- Consigne A: Recopiez les lignes des entrées ci-dessous en remplaçant « pointer » par « marker », sans rien modifier d'autre. Omettez l'image dans votre réponse.

- Extrait source:
________________

Critique : Arcade Fire – « Reflektor »

arcade-fire-reflektorOh, ce qu’on avait hâte d’entendre le successeur de The Suburbs, ce disque qui a propulsé le collectif montréalais Arcade Fire dans la stratosphère du rock. Les attentes étaient stratosphériques et le rouleau compresseur marketing qui a précédé la sortie de l’album en a énervé plus d’un.

Bon, vous l’avez sûrement lu quelque part, James Murphy, du très dansant LCD Soundsystem, a coréalisé l’album. De plus, vous avez sûrement entendu parler des voyages du groupe en Haïti, autant sur le plan humanitaire que culturel. Ce genre d’association influence son homme, on savait donc que le groupe avait évolué et qu’on n’aurait pas droit à un Suburbs, deuxième partie.

Si vous avez entendu le premier extrait, Reflektor, vous avez déjà une petite idée de l’orientation qu’ont pris les membres du collectif. Mais vraiment, une toune de huit minutes ne rend pas justice à cet album double de 76 minutes qui passe allègrement d’un genre à l’autre tout en gardant un fil conducteur (la légende d’Orphée).

L’album s’ouvre avec la pièce titre, Reflektor, longue, langoureuse, dansante à souhait. Après une We Exist qui respecte une forme plus traditionnelle se succèdent Flashbulb Eyes et Here Comes the Night Time, deux chansons irrésistiblement inspirées des Caraïbes. Dans Normal Person, Win Butler se prend à la fois pour Elvis et Mick Jagger. You Already Know est probablement la plus suburbienne des pièces de Reflektor, mais elle prépare bien la petite bombe Joan of Arc où Régine Chassagne rend Jeanne d’Arc sexy. C’est sur cette note que se termine le disque 1.

________________

Extraits d'un jeu de données d'annotation de localisation:
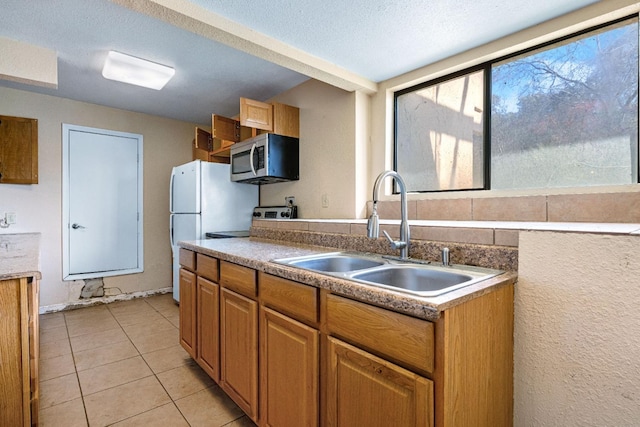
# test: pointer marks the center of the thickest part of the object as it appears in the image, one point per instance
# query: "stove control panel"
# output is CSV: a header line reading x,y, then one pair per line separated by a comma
x,y
275,212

________________

- Consigne B: D'après la critique de Reflektor, qui a coréalisé l'album ?

- Réponse A:
# test: marker marks the center of the thickest part of the object as it appears in the image, one point per instance
# query: "stove control panel"
# output is CSV: a header line reading x,y, then one pair per line separated by a comma
x,y
275,212

- Réponse B: James Murphy, du groupe LCD Soundsystem.